WHAT THE EXERCISE ASKS:
Transcribe each entry so that nothing differs from the original.

RECORDED INFORMATION below:

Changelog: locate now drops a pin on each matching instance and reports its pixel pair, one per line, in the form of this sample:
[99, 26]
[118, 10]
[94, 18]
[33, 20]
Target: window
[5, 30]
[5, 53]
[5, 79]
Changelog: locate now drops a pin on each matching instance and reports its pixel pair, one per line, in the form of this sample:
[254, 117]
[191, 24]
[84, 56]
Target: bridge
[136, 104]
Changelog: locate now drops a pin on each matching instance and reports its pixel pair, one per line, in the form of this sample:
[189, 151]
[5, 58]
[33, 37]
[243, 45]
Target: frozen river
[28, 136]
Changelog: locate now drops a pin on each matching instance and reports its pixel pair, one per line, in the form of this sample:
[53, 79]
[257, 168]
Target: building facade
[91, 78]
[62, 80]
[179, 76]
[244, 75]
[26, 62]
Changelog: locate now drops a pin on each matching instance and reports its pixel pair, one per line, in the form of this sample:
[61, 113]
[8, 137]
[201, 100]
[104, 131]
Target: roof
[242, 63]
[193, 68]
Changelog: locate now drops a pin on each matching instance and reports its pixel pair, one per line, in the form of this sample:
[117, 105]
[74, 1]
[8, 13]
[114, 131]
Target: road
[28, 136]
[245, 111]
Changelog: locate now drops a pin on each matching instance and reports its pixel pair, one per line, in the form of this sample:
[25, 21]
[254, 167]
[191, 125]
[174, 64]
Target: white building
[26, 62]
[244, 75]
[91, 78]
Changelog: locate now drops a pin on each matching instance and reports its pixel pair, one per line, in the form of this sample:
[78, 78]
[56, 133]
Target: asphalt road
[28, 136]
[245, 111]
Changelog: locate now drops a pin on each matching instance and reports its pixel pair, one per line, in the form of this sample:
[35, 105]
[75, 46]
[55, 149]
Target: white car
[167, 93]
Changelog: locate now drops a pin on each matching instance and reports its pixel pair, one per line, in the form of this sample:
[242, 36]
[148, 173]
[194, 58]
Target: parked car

End of RECORDED INFORMATION.

SOLUTION:
Changelog: locate now drops a pin on each matching instance and reports its pixel pair, one per line, in the form of this sample:
[99, 26]
[118, 10]
[94, 18]
[33, 20]
Target: window
[5, 30]
[5, 53]
[5, 79]
Changelog: locate now drops a pin on each matching instance and reports its pixel pair, one per line, in the form of this sample:
[254, 117]
[191, 24]
[84, 56]
Target: bridge
[136, 104]
Changelog: locate now drops a pin on each matching instance and reports its pixel pair, one per line, in the form of this sample:
[189, 151]
[5, 58]
[33, 37]
[243, 45]
Target: frozen river
[28, 136]
Changelog: locate now drops a pin on each matching instance and reports its pixel pair, one per line, in the form of this sample:
[53, 79]
[257, 168]
Target: building facade
[91, 78]
[62, 80]
[179, 76]
[244, 75]
[26, 62]
Changelog: locate now drops a pin on each matching instance and reports its pixel pair, one per line, in the form of this sample:
[61, 113]
[8, 137]
[201, 100]
[104, 131]
Target: roof
[242, 63]
[193, 68]
Changelog: locate now drops a pin on each matching instance and reports its pixel pair, one per line, in the form of this sample:
[117, 105]
[74, 1]
[8, 13]
[114, 131]
Target: road
[28, 136]
[245, 111]
Changelog: locate now drops a pin on each matching instance and reports its pixel pair, one per line, in the form of this sample:
[25, 21]
[254, 167]
[191, 125]
[174, 64]
Target: white building
[26, 62]
[244, 75]
[91, 78]
Changelog: locate now drops a pin on each matching instance and reports its pixel pair, one per line, in the form of this sample:
[78, 78]
[56, 133]
Target: asphalt road
[28, 136]
[245, 111]
Changelog: locate now drops a pin on each matching instance and reports its pixel pair, one per line, in the form of this sample:
[35, 105]
[75, 46]
[55, 149]
Target: white car
[167, 93]
Changelog: locate now drops a pin on each matching instance and reports its pixel pair, one per line, in the form of this sample:
[242, 36]
[148, 173]
[194, 58]
Target: parked car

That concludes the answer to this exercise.